** Stated goal **
Write out the data from the line holding "Exercise. Point out the wispy" through the line holding "781), (1197, 656)]", inclusive, keeping every line. Shift each point coordinate in the answers up by 28, and leave every other number unchanged.

Data pulled from a collection
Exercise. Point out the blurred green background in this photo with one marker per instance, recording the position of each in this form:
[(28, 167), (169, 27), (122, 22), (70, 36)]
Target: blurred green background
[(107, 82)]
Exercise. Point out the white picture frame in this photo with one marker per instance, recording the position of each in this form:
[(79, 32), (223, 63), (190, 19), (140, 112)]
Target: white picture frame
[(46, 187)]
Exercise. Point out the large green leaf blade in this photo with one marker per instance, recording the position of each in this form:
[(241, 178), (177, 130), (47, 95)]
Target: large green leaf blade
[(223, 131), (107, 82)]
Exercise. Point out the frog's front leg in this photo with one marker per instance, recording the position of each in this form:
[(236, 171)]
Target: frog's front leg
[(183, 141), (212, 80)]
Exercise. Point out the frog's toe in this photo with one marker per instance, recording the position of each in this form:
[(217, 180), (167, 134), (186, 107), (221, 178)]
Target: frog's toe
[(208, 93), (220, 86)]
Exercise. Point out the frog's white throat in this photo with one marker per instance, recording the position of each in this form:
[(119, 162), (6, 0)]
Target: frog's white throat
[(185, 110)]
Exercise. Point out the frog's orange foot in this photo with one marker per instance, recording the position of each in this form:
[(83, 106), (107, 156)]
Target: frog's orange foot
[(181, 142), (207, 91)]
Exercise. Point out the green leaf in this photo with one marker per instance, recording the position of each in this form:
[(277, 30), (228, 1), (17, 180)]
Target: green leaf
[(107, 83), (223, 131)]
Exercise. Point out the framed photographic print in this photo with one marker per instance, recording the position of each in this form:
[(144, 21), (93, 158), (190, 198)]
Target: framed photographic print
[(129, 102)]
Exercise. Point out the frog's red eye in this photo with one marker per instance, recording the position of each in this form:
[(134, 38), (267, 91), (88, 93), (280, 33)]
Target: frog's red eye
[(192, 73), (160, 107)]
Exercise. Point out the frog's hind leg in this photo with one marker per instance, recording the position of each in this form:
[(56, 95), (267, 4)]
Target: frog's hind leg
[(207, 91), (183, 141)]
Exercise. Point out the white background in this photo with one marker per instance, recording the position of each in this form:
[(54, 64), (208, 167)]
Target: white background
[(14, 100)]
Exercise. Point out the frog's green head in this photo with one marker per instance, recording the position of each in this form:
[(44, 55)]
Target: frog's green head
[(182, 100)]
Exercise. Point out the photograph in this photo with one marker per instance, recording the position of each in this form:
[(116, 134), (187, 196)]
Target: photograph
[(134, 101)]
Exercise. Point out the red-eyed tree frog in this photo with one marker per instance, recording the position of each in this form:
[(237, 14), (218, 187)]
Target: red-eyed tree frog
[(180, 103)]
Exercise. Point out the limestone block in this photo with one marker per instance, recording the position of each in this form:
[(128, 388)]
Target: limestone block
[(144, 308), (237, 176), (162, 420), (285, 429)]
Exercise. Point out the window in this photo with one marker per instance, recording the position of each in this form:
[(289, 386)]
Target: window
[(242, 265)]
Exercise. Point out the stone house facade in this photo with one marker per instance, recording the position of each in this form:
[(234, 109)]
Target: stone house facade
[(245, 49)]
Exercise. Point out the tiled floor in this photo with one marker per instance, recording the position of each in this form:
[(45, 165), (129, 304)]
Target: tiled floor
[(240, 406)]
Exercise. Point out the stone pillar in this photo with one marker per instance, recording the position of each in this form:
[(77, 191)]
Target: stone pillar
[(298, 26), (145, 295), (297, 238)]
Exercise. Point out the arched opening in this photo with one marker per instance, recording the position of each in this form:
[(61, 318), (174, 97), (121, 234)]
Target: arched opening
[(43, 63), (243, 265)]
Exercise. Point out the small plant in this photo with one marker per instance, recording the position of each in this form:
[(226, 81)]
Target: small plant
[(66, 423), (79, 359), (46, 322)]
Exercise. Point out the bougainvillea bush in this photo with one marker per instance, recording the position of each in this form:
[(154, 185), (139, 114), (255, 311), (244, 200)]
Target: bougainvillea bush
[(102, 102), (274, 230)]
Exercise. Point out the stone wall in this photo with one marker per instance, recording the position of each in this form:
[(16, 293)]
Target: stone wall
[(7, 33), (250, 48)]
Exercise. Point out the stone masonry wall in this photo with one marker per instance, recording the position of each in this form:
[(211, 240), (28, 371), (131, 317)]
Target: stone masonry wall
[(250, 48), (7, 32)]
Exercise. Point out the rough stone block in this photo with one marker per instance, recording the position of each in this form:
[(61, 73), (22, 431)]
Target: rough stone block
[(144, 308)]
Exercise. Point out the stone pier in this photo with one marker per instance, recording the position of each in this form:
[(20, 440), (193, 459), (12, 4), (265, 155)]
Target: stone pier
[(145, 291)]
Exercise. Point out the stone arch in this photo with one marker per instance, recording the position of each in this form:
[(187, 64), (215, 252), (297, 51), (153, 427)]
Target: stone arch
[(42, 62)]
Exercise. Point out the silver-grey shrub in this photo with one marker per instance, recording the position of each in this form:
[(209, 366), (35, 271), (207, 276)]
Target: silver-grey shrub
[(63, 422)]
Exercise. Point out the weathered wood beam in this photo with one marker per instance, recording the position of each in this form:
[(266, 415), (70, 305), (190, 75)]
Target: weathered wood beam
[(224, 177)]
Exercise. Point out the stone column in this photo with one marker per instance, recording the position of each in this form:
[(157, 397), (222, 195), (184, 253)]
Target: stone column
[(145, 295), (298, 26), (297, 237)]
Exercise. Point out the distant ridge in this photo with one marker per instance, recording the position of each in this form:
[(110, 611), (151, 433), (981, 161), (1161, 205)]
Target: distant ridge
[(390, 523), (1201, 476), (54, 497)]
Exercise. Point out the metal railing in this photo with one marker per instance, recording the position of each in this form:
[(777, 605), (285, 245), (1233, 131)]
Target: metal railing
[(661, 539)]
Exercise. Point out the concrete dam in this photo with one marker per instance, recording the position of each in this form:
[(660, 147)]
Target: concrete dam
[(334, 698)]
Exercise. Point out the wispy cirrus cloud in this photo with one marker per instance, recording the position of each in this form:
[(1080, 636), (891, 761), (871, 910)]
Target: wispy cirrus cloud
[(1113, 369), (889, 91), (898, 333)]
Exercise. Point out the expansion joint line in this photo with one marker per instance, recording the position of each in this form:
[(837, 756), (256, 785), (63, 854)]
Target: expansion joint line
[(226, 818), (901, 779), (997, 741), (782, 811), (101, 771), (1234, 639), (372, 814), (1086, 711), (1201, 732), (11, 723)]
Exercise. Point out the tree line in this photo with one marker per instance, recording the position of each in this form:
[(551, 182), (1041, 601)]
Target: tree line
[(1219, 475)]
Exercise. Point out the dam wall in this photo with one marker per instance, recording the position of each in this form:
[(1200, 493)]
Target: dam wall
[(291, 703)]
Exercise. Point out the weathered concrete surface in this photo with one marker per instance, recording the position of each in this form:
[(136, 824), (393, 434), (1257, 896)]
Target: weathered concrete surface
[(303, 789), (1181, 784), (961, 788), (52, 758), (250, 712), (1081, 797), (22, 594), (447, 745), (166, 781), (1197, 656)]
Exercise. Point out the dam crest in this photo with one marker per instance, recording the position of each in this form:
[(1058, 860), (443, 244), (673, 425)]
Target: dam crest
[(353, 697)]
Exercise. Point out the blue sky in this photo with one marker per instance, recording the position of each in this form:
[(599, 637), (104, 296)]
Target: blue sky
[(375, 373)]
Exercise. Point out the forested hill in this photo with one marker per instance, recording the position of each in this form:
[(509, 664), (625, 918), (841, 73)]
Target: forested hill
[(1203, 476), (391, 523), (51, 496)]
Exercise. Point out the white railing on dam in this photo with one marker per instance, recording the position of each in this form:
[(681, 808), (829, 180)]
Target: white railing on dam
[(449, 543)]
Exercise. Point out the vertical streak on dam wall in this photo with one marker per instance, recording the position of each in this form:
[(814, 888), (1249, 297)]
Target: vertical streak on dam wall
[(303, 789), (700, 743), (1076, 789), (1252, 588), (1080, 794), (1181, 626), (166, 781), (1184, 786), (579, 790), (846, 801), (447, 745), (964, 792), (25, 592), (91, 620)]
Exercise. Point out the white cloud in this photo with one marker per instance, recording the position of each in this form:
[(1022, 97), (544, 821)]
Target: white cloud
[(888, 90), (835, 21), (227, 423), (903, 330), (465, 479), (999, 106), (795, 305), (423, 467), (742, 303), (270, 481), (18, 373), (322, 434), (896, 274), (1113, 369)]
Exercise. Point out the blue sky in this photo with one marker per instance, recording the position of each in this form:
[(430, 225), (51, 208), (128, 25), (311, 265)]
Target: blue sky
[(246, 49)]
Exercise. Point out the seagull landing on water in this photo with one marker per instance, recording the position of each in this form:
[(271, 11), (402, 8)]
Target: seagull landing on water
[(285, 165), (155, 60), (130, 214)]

** Exercise solution **
Exercise. Point out the wispy cirrus cloud in this photo with one marker per instance, recording the position of each in this form:
[(1080, 636), (891, 761), (871, 910)]
Target: wispy cirrus cloud
[(1141, 397), (917, 119), (926, 361)]
Exercise. Point out the expansion joint line in this photo with one marker per instance, recording the position of each in this form:
[(837, 756), (256, 785), (63, 854)]
Target: expansion joint line
[(254, 846), (929, 807), (1025, 769), (810, 839), (129, 799), (1262, 667), (400, 842), (1114, 739), (1229, 760), (39, 751)]
Exercise. Point out the tree line in this photo with one marker per instance, recording the position of each in this form:
[(551, 182), (1041, 601)]
Target: tree line
[(1247, 503)]
Exercise. Point out the dam wall in this photo with one marker per instance, recording the position of each in this form:
[(1200, 493)]
Target: dam wall
[(319, 731)]
Exercise. Point out the weathered concrete surface in this photo with one marker per instance, recording the position of each in this form:
[(136, 824), (393, 434), (1257, 896)]
Target: weathered concrete surface
[(331, 817), (1209, 812), (989, 816), (80, 786), (278, 740), (1109, 825), (50, 622), (475, 773), (194, 809), (1225, 684)]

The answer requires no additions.